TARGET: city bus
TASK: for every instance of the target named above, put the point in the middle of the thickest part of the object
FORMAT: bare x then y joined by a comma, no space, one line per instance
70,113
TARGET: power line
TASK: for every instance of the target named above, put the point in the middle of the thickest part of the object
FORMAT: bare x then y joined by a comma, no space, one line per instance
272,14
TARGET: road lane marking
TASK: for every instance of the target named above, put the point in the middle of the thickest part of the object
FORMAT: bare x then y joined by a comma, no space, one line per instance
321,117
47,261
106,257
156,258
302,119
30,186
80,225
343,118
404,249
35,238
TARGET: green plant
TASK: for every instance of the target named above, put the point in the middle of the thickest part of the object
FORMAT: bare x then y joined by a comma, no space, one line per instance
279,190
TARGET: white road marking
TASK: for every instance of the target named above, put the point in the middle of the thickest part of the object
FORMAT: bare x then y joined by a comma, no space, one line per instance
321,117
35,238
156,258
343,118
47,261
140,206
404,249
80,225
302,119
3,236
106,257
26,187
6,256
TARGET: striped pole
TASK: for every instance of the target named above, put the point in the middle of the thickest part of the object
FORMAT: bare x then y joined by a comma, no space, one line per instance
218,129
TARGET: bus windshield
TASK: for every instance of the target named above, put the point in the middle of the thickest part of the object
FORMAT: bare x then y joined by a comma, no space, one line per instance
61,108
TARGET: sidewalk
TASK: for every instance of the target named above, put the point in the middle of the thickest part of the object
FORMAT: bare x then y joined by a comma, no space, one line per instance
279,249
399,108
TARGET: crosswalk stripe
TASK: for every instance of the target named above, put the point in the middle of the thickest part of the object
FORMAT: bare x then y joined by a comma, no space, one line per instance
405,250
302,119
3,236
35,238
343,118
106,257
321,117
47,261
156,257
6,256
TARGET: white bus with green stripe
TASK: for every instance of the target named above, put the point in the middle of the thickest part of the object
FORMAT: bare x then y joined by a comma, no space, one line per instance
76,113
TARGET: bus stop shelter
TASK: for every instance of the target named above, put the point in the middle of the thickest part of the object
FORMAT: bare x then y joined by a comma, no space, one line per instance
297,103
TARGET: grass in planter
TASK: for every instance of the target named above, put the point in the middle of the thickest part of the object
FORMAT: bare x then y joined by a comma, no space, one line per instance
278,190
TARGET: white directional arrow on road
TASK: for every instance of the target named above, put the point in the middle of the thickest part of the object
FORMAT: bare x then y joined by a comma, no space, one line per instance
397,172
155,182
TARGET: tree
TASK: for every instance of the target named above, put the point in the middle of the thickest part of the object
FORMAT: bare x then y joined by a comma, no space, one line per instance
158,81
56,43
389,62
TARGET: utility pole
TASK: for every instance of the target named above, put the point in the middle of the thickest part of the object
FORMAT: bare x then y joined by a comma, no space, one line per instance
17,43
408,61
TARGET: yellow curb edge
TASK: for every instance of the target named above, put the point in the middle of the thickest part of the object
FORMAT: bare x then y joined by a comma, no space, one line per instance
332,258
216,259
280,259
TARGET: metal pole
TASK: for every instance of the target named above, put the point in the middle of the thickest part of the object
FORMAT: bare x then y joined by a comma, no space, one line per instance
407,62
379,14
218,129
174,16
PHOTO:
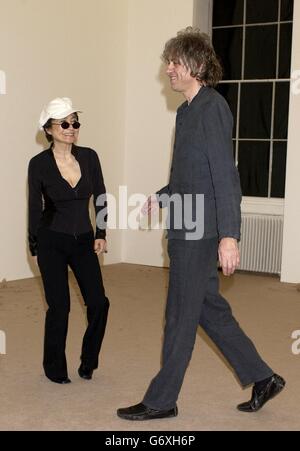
☆ ☆ ☆ ☆
- THE EXERCISE -
Please edit the items above by changing "thickest part" to "widest part" everywhere and leaving everything else untouched, and don't include the pictures in your answer.

- EXERCISE SOLUTION -
TARGET: city bus
TASK: for every instance of the target named above, put the point in the middle of the widest part of the object
FORMAT: bare x then y joined by a comma, no space, one line per instance
70,113
TARGET: power line
TASK: for every instance of the target named above, put the point in the middle of the widest part of the object
FORMAT: bare x then y joined by a comma, no space, one line per instance
272,14
TARGET: road lane marking
TASK: for every instance of the target named above, put the point in the middle of the widest part of the object
FORMAT: bare x then y joined by a comma, no space, one line per instance
321,117
47,261
106,257
156,258
302,119
30,186
80,225
343,118
404,249
35,238
TARGET: green plant
TASK: for every instance of the target named above, put the point in the middle of the widest part of the object
FORMAT: bare x then y joined by a comma, no space, one line per instance
279,190
TARGET: white road marking
TASK: for every instance of the target named above, put the point in the middle of the widest part of the object
FORMAT: bare x then y joined by a comma, no space, one line per instance
321,117
35,238
156,258
343,118
47,261
140,206
404,249
80,225
302,119
3,236
106,257
26,187
6,256
TARGET: striped pole
TASK: for every instance of the target named above, put the point in the middle of the widest part of the object
FORMAT: bare x then y joined by a comma, no space, one line per instance
218,129
TARGET: bus windshield
TASK: for every instance of the target named above, put the point in the middle of the widest part of the object
FORMAT: bare x then y joined by a comma, no space, one line per instance
61,108
TARGET: sidewalk
TASK: for every instance of the target named above, put the point in the middle of the widest part of the object
FORMAT: bare x then y joined by a comma, no space, one line per instance
279,249
399,108
TARGET: crosswalk stripe
TASK: for every instance of the target named above, put the point in the middle of the widest part of the object
FORMAT: bare x then y joined by a comma, no space, one line per instance
405,250
302,119
3,236
35,238
343,118
106,257
321,117
47,261
156,257
6,256
TARGET: white bus with green stripe
TASK: for every instance of the target named above, put the point in the middle of the widest part of the object
FORMAT: bare x then y joined by a comma, no space, one line per instance
76,113
TARGET: bus stop shelter
TASK: for every instance of the target named above, put the point in the middle of the widest part of the object
FORMAT: bare x then y joined by a comma, no space, one line per instance
297,103
TARGET: grass in planter
TASK: for every instance of the target named above, put the point in the middle of the widest part of the object
FORMAT: bare x then y joined by a comma, no space, one line per instance
278,190
TARGET: white directional arrow on road
TASK: for every instance of the target named above, put the point in the middle of the widest part of the object
FORMAT: bare x then y joined by a comma, no space, one line per instance
397,172
155,182
TARGET: tree
TASK: for every instance of the target named above, put the point in the middle of the widest part of the object
FORMAT: bare x then y joined by a comma, no space, one line per instance
158,81
56,43
389,62
TARGET: utility pole
TASK: for every instance of the target named above, put the point in the middle of the widest part of the object
FORMAT: bare x then y joined by a comma, no space, one line per instance
17,43
408,61
TARGET: yellow curb edge
TASK: for every instance of the target named above, put the point in the middle of the widest part of the object
FORMAT: bare x then y joined by a comma, no space, one line per instance
332,258
216,259
280,259
TARGET: metal pole
TASK: for every instance of the target named above, put the point in the middle of the widest part of the object
FORMAT: bare x then y joined by a comma, no space, one line per instance
407,62
379,14
218,129
174,16
PHOTO:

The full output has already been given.